▶ Required task
All of the material below is to be restated word for word, apart from the pictures.

▶ Record set
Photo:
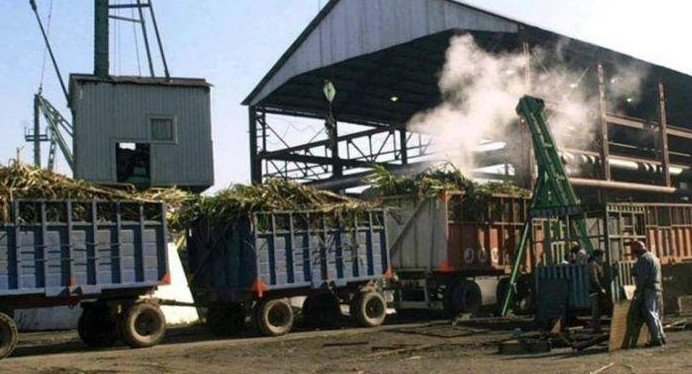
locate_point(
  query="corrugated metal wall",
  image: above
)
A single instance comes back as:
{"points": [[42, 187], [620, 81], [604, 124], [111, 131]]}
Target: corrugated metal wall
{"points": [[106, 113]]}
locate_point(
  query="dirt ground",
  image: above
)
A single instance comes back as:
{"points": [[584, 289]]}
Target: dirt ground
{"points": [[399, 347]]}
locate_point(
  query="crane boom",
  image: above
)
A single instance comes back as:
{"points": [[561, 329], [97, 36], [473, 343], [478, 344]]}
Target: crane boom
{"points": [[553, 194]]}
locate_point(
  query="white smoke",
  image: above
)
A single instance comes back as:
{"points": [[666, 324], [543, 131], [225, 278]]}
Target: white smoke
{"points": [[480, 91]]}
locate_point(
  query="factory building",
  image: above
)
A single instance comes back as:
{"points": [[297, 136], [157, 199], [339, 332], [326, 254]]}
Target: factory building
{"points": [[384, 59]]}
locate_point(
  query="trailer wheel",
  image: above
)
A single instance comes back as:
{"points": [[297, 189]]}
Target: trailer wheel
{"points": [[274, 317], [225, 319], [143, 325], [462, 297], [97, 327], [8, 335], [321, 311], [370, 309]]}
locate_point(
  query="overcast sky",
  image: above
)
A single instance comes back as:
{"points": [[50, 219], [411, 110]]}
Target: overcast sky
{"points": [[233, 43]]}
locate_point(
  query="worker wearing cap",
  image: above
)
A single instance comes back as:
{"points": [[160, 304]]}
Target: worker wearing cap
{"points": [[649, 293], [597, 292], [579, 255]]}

▶ Solution for this task
Photo:
locate_point(
  query="corrugated metal wall",
  image: above
)
A single instance comes back as:
{"points": [[42, 187], [620, 81], [604, 124], [111, 131]]}
Target: corrugated metal wall
{"points": [[106, 113]]}
locate_point(
  query="dirt ground",
  image: above
)
A single instance comes back as:
{"points": [[584, 289]]}
Target: dirt ground
{"points": [[399, 347]]}
locate_point(
  query="crane boom",
  image: above
)
A single instance comes back as:
{"points": [[561, 329], [97, 36], [473, 343], [478, 344]]}
Target: crane boom
{"points": [[553, 194]]}
locate_point(
  query="white smoke",
  image: above
)
A single instance comes back as:
{"points": [[666, 324], [543, 131], [225, 278]]}
Target: white smoke
{"points": [[480, 91]]}
locate_point(
  query="factory building",
  image: above
)
A single instance comes back as:
{"points": [[297, 136], [157, 199], [339, 332], [326, 254]]}
Target: factory building
{"points": [[384, 59]]}
locate_point(
  query="trailer wheel",
  image: above
)
A single instance comes back as:
{"points": [[297, 189]]}
Target: trailer wheel
{"points": [[274, 317], [225, 319], [143, 325], [462, 297], [97, 327], [8, 335], [321, 311], [370, 309]]}
locate_point(
  query="overcast sky",
  image: above
)
A single instance comes back as:
{"points": [[50, 219], [411, 110]]}
Target: overcast sky
{"points": [[233, 43]]}
locate_point(
  query="worker wearing cap",
  image: above
)
A single instance comes back as:
{"points": [[160, 304]]}
Target: worker wearing cap
{"points": [[649, 293], [597, 292], [579, 255]]}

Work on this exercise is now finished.